● Problem requirements: Duplicate the power market report verbatim from "Europe & Middle" to "of this year.".

Near-term improvement in power prices in both markets remains dependent on
withdrawal of inefficient capacity in order to effect a fundamental shift in the
supply-demand balance. A high degree of uncertainty continues to impact the
generation sector in both of our North American markets, with four of the
largest portfolio generators in New England in Chapter 11, and two of the
largest generation companies in Texas in the process of being sold. As a
result, a certain inertia has existed on the supply side in both markets since
we last reported. In the absence of withdrawal of some existing capacity,
current forward prices are likely to remain low for the foreseeable future.
Europe & Middle East
All contracted assets, namely Pego, EOP, Marmara and Al Kamil, delivered robust
financial and operational performance, and the Europe and Middle East region
generated profit before interest and tax of #49 million. Earnings are lower in
comparison to the same period last year, primarily due to the termination of the
tolling contract with TXU Europe at Rugeley in late November 2002, and weak
wholesale power prices in the UK during the first half of this year.

● Supplied data:
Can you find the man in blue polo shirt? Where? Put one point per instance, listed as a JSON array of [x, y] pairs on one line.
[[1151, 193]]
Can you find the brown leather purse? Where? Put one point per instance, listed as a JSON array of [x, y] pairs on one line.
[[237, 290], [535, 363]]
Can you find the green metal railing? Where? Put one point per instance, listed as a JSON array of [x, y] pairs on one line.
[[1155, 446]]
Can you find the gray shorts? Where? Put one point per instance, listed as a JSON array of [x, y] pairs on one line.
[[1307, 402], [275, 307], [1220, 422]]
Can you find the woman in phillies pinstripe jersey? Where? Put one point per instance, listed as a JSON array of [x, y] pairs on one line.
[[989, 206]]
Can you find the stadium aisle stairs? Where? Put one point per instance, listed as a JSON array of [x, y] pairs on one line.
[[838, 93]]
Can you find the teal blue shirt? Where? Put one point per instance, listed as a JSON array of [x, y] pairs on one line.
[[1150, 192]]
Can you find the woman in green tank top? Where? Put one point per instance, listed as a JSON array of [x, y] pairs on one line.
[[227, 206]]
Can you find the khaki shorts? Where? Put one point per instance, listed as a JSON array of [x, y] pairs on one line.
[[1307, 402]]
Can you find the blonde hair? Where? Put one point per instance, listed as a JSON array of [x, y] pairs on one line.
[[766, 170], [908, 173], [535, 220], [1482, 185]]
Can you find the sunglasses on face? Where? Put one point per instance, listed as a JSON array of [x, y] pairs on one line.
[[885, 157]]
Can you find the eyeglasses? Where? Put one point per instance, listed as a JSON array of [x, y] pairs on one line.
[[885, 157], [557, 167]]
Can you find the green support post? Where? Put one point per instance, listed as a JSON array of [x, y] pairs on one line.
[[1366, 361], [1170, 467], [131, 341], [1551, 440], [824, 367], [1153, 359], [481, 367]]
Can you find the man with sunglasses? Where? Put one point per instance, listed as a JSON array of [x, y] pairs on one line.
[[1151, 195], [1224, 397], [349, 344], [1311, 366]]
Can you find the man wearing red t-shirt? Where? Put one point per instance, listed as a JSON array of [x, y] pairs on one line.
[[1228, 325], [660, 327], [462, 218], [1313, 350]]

...

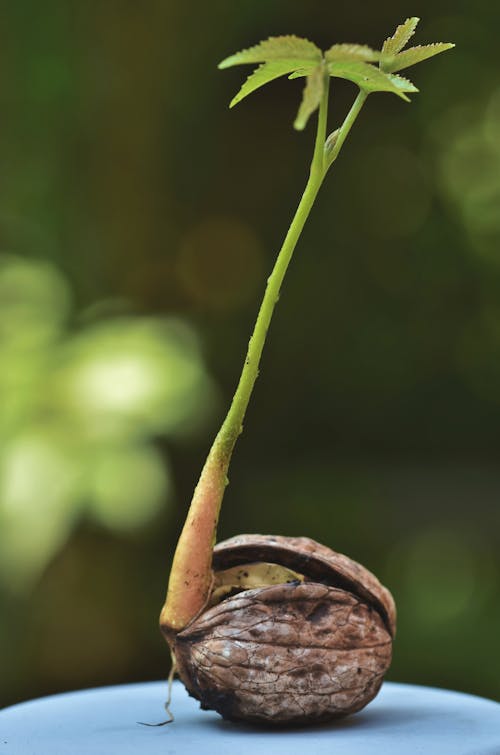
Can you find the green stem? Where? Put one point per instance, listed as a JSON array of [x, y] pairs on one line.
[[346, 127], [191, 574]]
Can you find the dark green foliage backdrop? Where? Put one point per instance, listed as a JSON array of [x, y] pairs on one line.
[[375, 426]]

● Correct response:
Europe & Middle East
All contracted assets, namely Pego, EOP, Marmara and Al Kamil, delivered robust
financial and operational performance, and the Europe and Middle East region
generated profit before interest and tax of #49 million. Earnings are lower in
comparison to the same period last year, primarily due to the termination of the
tolling contract with TXU Europe at Rugeley in late November 2002, and weak
wholesale power prices in the UK during the first half of this year.